:: Provided material ::
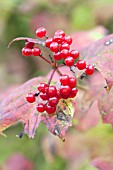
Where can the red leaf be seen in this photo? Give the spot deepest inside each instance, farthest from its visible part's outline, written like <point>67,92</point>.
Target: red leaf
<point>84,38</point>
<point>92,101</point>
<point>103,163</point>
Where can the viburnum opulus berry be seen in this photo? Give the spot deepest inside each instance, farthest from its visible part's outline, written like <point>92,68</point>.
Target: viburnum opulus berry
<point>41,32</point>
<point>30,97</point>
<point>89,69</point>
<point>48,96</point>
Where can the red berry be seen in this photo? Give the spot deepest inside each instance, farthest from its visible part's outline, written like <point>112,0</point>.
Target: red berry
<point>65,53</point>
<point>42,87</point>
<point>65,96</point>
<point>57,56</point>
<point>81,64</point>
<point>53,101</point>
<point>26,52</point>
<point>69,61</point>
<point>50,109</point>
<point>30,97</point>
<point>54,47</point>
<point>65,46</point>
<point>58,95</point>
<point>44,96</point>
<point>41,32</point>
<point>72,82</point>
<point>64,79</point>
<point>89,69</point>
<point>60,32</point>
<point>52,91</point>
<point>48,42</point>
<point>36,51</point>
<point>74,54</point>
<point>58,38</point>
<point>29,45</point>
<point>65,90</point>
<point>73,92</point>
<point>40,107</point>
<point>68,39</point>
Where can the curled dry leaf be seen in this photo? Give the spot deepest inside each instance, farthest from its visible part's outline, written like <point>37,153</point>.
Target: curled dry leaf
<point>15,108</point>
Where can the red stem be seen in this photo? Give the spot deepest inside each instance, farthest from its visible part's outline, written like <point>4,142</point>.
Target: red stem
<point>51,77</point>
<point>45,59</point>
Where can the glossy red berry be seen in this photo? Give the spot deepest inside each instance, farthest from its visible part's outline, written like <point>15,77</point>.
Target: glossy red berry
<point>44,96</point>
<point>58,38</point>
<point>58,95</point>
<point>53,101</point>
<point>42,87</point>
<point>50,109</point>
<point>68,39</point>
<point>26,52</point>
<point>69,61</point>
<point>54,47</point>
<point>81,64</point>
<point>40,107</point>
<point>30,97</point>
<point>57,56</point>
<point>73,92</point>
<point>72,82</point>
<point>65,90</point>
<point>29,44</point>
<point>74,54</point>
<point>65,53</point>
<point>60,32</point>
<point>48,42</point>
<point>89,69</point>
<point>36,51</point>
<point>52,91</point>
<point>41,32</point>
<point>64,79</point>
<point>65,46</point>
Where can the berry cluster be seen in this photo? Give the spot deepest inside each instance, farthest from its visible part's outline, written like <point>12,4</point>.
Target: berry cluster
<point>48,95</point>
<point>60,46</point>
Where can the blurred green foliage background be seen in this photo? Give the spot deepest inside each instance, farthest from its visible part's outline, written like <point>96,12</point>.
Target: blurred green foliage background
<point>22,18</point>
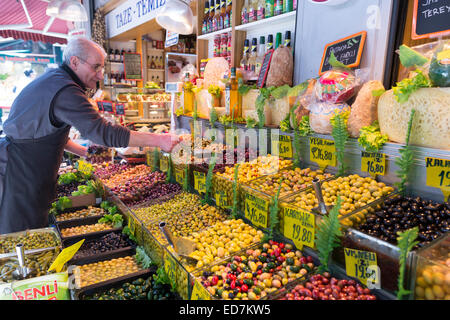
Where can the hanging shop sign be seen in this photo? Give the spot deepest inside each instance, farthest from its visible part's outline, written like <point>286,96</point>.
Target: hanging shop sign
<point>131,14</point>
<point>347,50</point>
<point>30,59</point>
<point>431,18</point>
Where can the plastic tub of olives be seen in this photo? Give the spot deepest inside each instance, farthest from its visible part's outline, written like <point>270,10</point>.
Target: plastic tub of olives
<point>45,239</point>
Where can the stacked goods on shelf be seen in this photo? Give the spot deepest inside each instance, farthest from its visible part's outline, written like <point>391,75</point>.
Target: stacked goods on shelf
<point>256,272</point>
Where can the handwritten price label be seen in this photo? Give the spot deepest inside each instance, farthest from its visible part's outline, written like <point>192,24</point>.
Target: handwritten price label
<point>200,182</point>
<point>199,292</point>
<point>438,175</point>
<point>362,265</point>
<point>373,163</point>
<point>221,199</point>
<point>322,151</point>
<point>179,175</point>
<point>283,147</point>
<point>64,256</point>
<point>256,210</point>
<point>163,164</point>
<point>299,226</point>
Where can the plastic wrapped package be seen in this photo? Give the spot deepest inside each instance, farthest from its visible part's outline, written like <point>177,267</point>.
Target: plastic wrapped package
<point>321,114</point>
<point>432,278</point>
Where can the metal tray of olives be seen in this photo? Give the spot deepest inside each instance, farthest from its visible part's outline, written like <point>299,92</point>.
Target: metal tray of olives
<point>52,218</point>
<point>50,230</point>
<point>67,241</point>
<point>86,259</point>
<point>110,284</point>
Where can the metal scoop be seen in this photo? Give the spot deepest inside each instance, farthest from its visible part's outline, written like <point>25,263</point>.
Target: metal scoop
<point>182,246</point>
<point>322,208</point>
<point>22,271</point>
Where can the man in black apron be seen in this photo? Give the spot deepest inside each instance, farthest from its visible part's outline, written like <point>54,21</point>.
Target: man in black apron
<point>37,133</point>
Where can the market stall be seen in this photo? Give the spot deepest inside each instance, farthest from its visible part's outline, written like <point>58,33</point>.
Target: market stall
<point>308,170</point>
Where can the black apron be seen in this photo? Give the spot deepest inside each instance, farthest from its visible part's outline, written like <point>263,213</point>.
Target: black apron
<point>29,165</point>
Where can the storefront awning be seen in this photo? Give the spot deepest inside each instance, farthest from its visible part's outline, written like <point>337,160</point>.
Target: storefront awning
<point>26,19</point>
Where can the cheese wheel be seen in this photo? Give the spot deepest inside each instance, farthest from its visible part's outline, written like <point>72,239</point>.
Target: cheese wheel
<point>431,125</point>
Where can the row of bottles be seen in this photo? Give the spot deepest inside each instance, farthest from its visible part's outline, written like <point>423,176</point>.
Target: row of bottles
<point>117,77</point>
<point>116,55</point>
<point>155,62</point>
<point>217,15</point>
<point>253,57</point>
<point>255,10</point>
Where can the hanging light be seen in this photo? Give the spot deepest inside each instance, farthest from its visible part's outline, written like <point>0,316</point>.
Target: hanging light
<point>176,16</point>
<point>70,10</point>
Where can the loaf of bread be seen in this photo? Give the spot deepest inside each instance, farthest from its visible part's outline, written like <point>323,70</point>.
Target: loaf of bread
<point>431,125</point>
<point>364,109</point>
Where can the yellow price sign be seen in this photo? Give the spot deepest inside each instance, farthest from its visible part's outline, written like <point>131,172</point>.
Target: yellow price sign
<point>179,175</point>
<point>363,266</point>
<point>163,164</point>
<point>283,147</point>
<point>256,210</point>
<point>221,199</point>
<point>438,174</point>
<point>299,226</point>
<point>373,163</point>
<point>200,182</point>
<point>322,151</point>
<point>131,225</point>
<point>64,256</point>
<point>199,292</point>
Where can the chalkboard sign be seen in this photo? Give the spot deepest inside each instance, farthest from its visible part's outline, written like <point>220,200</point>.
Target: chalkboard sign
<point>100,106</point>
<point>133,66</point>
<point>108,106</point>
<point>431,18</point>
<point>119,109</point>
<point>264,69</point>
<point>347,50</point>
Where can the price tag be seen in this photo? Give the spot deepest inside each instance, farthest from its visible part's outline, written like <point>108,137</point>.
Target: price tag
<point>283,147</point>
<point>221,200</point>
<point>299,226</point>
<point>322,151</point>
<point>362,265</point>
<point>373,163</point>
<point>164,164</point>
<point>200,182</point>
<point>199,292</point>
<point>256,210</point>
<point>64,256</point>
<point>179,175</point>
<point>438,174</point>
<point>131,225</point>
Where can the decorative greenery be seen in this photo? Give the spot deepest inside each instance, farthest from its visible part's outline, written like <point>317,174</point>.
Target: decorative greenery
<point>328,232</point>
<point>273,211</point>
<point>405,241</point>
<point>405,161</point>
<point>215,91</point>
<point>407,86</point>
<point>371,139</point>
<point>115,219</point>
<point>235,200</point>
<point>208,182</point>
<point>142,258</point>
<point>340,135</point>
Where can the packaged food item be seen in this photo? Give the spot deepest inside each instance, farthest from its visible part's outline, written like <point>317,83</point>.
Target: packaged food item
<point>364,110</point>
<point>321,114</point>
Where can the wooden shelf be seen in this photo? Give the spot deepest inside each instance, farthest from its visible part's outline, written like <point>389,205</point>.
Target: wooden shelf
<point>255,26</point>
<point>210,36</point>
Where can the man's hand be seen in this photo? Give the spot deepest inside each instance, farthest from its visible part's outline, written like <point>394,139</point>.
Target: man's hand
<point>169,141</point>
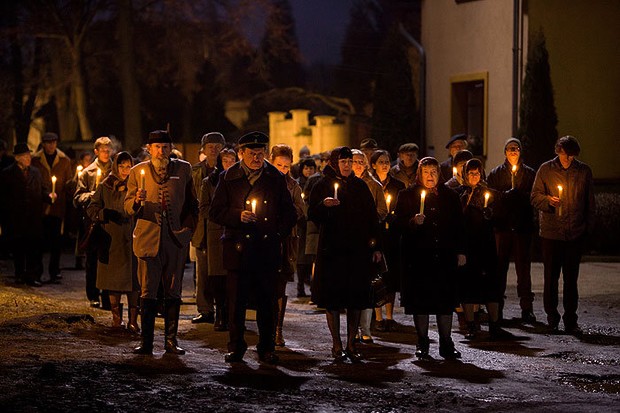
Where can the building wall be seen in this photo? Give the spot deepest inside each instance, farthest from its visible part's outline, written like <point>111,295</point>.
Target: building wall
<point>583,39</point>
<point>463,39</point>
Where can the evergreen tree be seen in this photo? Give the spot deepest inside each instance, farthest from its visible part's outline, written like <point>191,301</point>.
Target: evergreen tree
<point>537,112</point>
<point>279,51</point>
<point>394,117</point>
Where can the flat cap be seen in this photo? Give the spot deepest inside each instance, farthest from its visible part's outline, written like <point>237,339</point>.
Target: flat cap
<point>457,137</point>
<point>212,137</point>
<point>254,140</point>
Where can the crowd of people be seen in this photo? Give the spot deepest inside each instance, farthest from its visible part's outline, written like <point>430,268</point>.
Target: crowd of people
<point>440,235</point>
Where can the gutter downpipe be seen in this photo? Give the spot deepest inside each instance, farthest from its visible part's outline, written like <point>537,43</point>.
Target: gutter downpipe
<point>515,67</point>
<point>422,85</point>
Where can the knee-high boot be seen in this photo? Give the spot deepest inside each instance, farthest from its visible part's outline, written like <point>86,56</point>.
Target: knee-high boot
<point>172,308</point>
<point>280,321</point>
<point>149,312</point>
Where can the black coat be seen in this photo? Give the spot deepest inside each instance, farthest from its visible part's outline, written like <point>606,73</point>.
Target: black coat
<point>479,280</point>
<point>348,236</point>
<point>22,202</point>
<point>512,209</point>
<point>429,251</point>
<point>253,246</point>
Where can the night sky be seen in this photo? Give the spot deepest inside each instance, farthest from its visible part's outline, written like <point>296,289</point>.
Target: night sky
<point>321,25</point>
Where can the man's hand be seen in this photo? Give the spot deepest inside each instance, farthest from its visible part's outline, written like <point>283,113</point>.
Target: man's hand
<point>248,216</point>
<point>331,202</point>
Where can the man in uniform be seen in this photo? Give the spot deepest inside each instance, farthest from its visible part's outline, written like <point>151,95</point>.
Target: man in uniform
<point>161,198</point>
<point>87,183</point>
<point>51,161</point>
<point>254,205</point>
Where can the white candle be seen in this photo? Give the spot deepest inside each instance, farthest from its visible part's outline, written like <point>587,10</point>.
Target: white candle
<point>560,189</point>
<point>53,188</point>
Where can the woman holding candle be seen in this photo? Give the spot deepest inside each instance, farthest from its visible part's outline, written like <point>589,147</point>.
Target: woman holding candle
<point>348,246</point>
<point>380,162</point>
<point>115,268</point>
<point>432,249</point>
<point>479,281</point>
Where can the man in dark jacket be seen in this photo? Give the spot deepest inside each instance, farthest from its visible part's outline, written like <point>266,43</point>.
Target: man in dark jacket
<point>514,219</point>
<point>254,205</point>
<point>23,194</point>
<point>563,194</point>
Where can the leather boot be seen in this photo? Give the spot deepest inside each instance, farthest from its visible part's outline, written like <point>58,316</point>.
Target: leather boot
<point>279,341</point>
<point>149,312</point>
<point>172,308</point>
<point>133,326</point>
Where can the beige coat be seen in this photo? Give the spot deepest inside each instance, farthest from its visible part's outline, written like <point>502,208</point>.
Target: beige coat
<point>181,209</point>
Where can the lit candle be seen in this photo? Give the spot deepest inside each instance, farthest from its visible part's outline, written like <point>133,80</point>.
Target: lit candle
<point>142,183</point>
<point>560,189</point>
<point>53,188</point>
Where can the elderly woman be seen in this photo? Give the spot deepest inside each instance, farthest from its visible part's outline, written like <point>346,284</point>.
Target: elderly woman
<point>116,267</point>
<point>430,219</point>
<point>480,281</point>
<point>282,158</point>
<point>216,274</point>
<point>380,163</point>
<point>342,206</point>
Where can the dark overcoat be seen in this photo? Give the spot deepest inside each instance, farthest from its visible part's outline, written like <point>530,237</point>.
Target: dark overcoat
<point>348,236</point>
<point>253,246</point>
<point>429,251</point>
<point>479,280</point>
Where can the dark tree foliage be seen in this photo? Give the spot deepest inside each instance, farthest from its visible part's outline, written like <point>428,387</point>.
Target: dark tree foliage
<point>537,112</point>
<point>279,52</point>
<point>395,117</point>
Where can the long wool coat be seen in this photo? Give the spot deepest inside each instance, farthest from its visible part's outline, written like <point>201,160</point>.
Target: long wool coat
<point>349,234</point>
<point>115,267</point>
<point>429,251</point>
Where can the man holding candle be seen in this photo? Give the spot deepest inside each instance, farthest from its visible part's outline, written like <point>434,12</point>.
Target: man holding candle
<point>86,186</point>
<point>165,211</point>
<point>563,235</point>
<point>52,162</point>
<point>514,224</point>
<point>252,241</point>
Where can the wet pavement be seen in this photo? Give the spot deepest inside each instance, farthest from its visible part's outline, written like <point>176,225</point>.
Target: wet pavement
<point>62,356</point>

:: Task directions ::
All that belongs in your answer is the stretch of entries above from the line with "Where can the berry" through the line with "Where can the blurred", printed exactly.

:: Written solution ::
Where can the berry cluster be seen in this photo? Give the spot deepest inside each instance, farthest from its visible part's outline, written like <point>12,4</point>.
Target: berry cluster
<point>48,95</point>
<point>60,46</point>
Where can the blurred green foliage background be seen in this photo? Give the spot deepest inside each instance, farthest from its visible part's outline, written like <point>96,12</point>.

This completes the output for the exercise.